→ WHAT IS EXPECTED
Transcribe all records exactly; omit pictures.

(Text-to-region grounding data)
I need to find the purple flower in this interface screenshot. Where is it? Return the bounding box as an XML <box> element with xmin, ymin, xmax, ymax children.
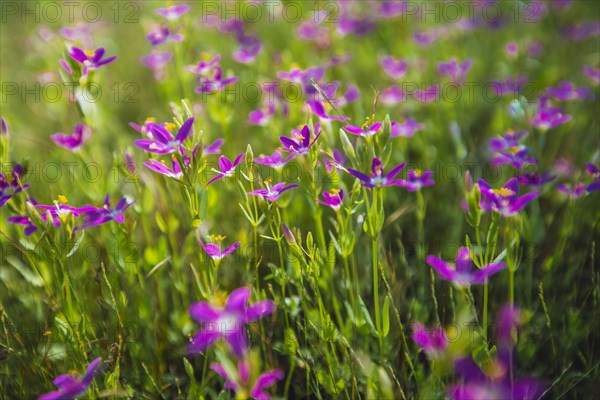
<box><xmin>297</xmin><ymin>20</ymin><xmax>330</xmax><ymax>48</ymax></box>
<box><xmin>59</xmin><ymin>22</ymin><xmax>94</xmax><ymax>49</ymax></box>
<box><xmin>557</xmin><ymin>182</ymin><xmax>588</xmax><ymax>198</ymax></box>
<box><xmin>412</xmin><ymin>322</ymin><xmax>448</xmax><ymax>357</ymax></box>
<box><xmin>155</xmin><ymin>4</ymin><xmax>190</xmax><ymax>20</ymax></box>
<box><xmin>7</xmin><ymin>215</ymin><xmax>38</xmax><ymax>236</ymax></box>
<box><xmin>505</xmin><ymin>42</ymin><xmax>518</xmax><ymax>57</ymax></box>
<box><xmin>200</xmin><ymin>236</ymin><xmax>240</xmax><ymax>261</ymax></box>
<box><xmin>0</xmin><ymin>164</ymin><xmax>29</xmax><ymax>207</ymax></box>
<box><xmin>1</xmin><ymin>117</ymin><xmax>7</xmax><ymax>136</ymax></box>
<box><xmin>562</xmin><ymin>20</ymin><xmax>600</xmax><ymax>41</ymax></box>
<box><xmin>490</xmin><ymin>76</ymin><xmax>528</xmax><ymax>96</ymax></box>
<box><xmin>141</xmin><ymin>50</ymin><xmax>173</xmax><ymax>80</ymax></box>
<box><xmin>425</xmin><ymin>247</ymin><xmax>506</xmax><ymax>287</ymax></box>
<box><xmin>188</xmin><ymin>287</ymin><xmax>276</xmax><ymax>356</ymax></box>
<box><xmin>38</xmin><ymin>357</ymin><xmax>105</xmax><ymax>400</ymax></box>
<box><xmin>77</xmin><ymin>195</ymin><xmax>134</xmax><ymax>230</ymax></box>
<box><xmin>134</xmin><ymin>117</ymin><xmax>194</xmax><ymax>154</ymax></box>
<box><xmin>254</xmin><ymin>152</ymin><xmax>293</xmax><ymax>170</ymax></box>
<box><xmin>248</xmin><ymin>103</ymin><xmax>276</xmax><ymax>126</ymax></box>
<box><xmin>448</xmin><ymin>305</ymin><xmax>545</xmax><ymax>400</ymax></box>
<box><xmin>583</xmin><ymin>65</ymin><xmax>600</xmax><ymax>84</ymax></box>
<box><xmin>305</xmin><ymin>100</ymin><xmax>349</xmax><ymax>122</ymax></box>
<box><xmin>398</xmin><ymin>169</ymin><xmax>435</xmax><ymax>191</ymax></box>
<box><xmin>280</xmin><ymin>125</ymin><xmax>321</xmax><ymax>155</ymax></box>
<box><xmin>545</xmin><ymin>81</ymin><xmax>593</xmax><ymax>101</ymax></box>
<box><xmin>585</xmin><ymin>163</ymin><xmax>600</xmax><ymax>192</ymax></box>
<box><xmin>143</xmin><ymin>157</ymin><xmax>185</xmax><ymax>179</ymax></box>
<box><xmin>316</xmin><ymin>189</ymin><xmax>344</xmax><ymax>210</ymax></box>
<box><xmin>437</xmin><ymin>58</ymin><xmax>473</xmax><ymax>84</ymax></box>
<box><xmin>204</xmin><ymin>138</ymin><xmax>224</xmax><ymax>155</ymax></box>
<box><xmin>391</xmin><ymin>119</ymin><xmax>423</xmax><ymax>138</ymax></box>
<box><xmin>343</xmin><ymin>117</ymin><xmax>382</xmax><ymax>138</ymax></box>
<box><xmin>413</xmin><ymin>28</ymin><xmax>444</xmax><ymax>46</ymax></box>
<box><xmin>488</xmin><ymin>130</ymin><xmax>528</xmax><ymax>152</ymax></box>
<box><xmin>146</xmin><ymin>25</ymin><xmax>183</xmax><ymax>46</ymax></box>
<box><xmin>492</xmin><ymin>146</ymin><xmax>538</xmax><ymax>169</ymax></box>
<box><xmin>347</xmin><ymin>157</ymin><xmax>406</xmax><ymax>189</ymax></box>
<box><xmin>233</xmin><ymin>34</ymin><xmax>262</xmax><ymax>64</ymax></box>
<box><xmin>50</xmin><ymin>122</ymin><xmax>91</xmax><ymax>152</ymax></box>
<box><xmin>207</xmin><ymin>153</ymin><xmax>245</xmax><ymax>185</ymax></box>
<box><xmin>380</xmin><ymin>56</ymin><xmax>407</xmax><ymax>80</ymax></box>
<box><xmin>277</xmin><ymin>66</ymin><xmax>324</xmax><ymax>94</ymax></box>
<box><xmin>478</xmin><ymin>178</ymin><xmax>539</xmax><ymax>216</ymax></box>
<box><xmin>67</xmin><ymin>46</ymin><xmax>116</xmax><ymax>76</ymax></box>
<box><xmin>186</xmin><ymin>55</ymin><xmax>222</xmax><ymax>75</ymax></box>
<box><xmin>380</xmin><ymin>85</ymin><xmax>407</xmax><ymax>105</ymax></box>
<box><xmin>378</xmin><ymin>0</ymin><xmax>407</xmax><ymax>18</ymax></box>
<box><xmin>530</xmin><ymin>97</ymin><xmax>572</xmax><ymax>130</ymax></box>
<box><xmin>517</xmin><ymin>171</ymin><xmax>556</xmax><ymax>187</ymax></box>
<box><xmin>211</xmin><ymin>359</ymin><xmax>284</xmax><ymax>400</ymax></box>
<box><xmin>413</xmin><ymin>85</ymin><xmax>440</xmax><ymax>103</ymax></box>
<box><xmin>248</xmin><ymin>181</ymin><xmax>298</xmax><ymax>202</ymax></box>
<box><xmin>194</xmin><ymin>67</ymin><xmax>239</xmax><ymax>93</ymax></box>
<box><xmin>324</xmin><ymin>149</ymin><xmax>347</xmax><ymax>173</ymax></box>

→ SOLUTION FOR THIS EXERCISE
I need to find the purple flower in this interface screenshot. Where is it? Return the bounding box as an XML <box> element with xmin, ymin, xmax, ymax children.
<box><xmin>297</xmin><ymin>20</ymin><xmax>330</xmax><ymax>48</ymax></box>
<box><xmin>59</xmin><ymin>22</ymin><xmax>94</xmax><ymax>49</ymax></box>
<box><xmin>557</xmin><ymin>182</ymin><xmax>588</xmax><ymax>198</ymax></box>
<box><xmin>412</xmin><ymin>322</ymin><xmax>448</xmax><ymax>357</ymax></box>
<box><xmin>155</xmin><ymin>4</ymin><xmax>190</xmax><ymax>20</ymax></box>
<box><xmin>7</xmin><ymin>215</ymin><xmax>38</xmax><ymax>236</ymax></box>
<box><xmin>505</xmin><ymin>42</ymin><xmax>518</xmax><ymax>57</ymax></box>
<box><xmin>200</xmin><ymin>236</ymin><xmax>240</xmax><ymax>261</ymax></box>
<box><xmin>0</xmin><ymin>164</ymin><xmax>29</xmax><ymax>207</ymax></box>
<box><xmin>1</xmin><ymin>117</ymin><xmax>7</xmax><ymax>136</ymax></box>
<box><xmin>562</xmin><ymin>20</ymin><xmax>600</xmax><ymax>41</ymax></box>
<box><xmin>490</xmin><ymin>76</ymin><xmax>528</xmax><ymax>96</ymax></box>
<box><xmin>141</xmin><ymin>50</ymin><xmax>173</xmax><ymax>80</ymax></box>
<box><xmin>425</xmin><ymin>247</ymin><xmax>506</xmax><ymax>287</ymax></box>
<box><xmin>188</xmin><ymin>287</ymin><xmax>276</xmax><ymax>356</ymax></box>
<box><xmin>38</xmin><ymin>357</ymin><xmax>105</xmax><ymax>400</ymax></box>
<box><xmin>77</xmin><ymin>195</ymin><xmax>134</xmax><ymax>230</ymax></box>
<box><xmin>134</xmin><ymin>117</ymin><xmax>194</xmax><ymax>154</ymax></box>
<box><xmin>254</xmin><ymin>152</ymin><xmax>293</xmax><ymax>170</ymax></box>
<box><xmin>248</xmin><ymin>103</ymin><xmax>276</xmax><ymax>126</ymax></box>
<box><xmin>448</xmin><ymin>305</ymin><xmax>545</xmax><ymax>400</ymax></box>
<box><xmin>583</xmin><ymin>65</ymin><xmax>600</xmax><ymax>84</ymax></box>
<box><xmin>305</xmin><ymin>100</ymin><xmax>349</xmax><ymax>122</ymax></box>
<box><xmin>398</xmin><ymin>169</ymin><xmax>435</xmax><ymax>191</ymax></box>
<box><xmin>280</xmin><ymin>125</ymin><xmax>321</xmax><ymax>155</ymax></box>
<box><xmin>545</xmin><ymin>81</ymin><xmax>593</xmax><ymax>101</ymax></box>
<box><xmin>585</xmin><ymin>163</ymin><xmax>600</xmax><ymax>192</ymax></box>
<box><xmin>143</xmin><ymin>157</ymin><xmax>185</xmax><ymax>179</ymax></box>
<box><xmin>316</xmin><ymin>189</ymin><xmax>344</xmax><ymax>210</ymax></box>
<box><xmin>437</xmin><ymin>58</ymin><xmax>473</xmax><ymax>84</ymax></box>
<box><xmin>204</xmin><ymin>138</ymin><xmax>224</xmax><ymax>155</ymax></box>
<box><xmin>391</xmin><ymin>119</ymin><xmax>423</xmax><ymax>138</ymax></box>
<box><xmin>343</xmin><ymin>117</ymin><xmax>382</xmax><ymax>138</ymax></box>
<box><xmin>413</xmin><ymin>28</ymin><xmax>444</xmax><ymax>46</ymax></box>
<box><xmin>488</xmin><ymin>130</ymin><xmax>528</xmax><ymax>152</ymax></box>
<box><xmin>146</xmin><ymin>25</ymin><xmax>183</xmax><ymax>46</ymax></box>
<box><xmin>492</xmin><ymin>146</ymin><xmax>538</xmax><ymax>169</ymax></box>
<box><xmin>347</xmin><ymin>157</ymin><xmax>406</xmax><ymax>189</ymax></box>
<box><xmin>233</xmin><ymin>34</ymin><xmax>262</xmax><ymax>64</ymax></box>
<box><xmin>50</xmin><ymin>122</ymin><xmax>91</xmax><ymax>152</ymax></box>
<box><xmin>207</xmin><ymin>153</ymin><xmax>245</xmax><ymax>185</ymax></box>
<box><xmin>380</xmin><ymin>56</ymin><xmax>407</xmax><ymax>80</ymax></box>
<box><xmin>277</xmin><ymin>66</ymin><xmax>324</xmax><ymax>94</ymax></box>
<box><xmin>478</xmin><ymin>178</ymin><xmax>539</xmax><ymax>216</ymax></box>
<box><xmin>67</xmin><ymin>46</ymin><xmax>116</xmax><ymax>76</ymax></box>
<box><xmin>186</xmin><ymin>55</ymin><xmax>222</xmax><ymax>75</ymax></box>
<box><xmin>380</xmin><ymin>85</ymin><xmax>407</xmax><ymax>105</ymax></box>
<box><xmin>378</xmin><ymin>0</ymin><xmax>407</xmax><ymax>18</ymax></box>
<box><xmin>530</xmin><ymin>97</ymin><xmax>572</xmax><ymax>130</ymax></box>
<box><xmin>517</xmin><ymin>171</ymin><xmax>556</xmax><ymax>187</ymax></box>
<box><xmin>211</xmin><ymin>359</ymin><xmax>284</xmax><ymax>400</ymax></box>
<box><xmin>413</xmin><ymin>85</ymin><xmax>440</xmax><ymax>103</ymax></box>
<box><xmin>248</xmin><ymin>181</ymin><xmax>298</xmax><ymax>202</ymax></box>
<box><xmin>194</xmin><ymin>67</ymin><xmax>239</xmax><ymax>93</ymax></box>
<box><xmin>324</xmin><ymin>149</ymin><xmax>347</xmax><ymax>173</ymax></box>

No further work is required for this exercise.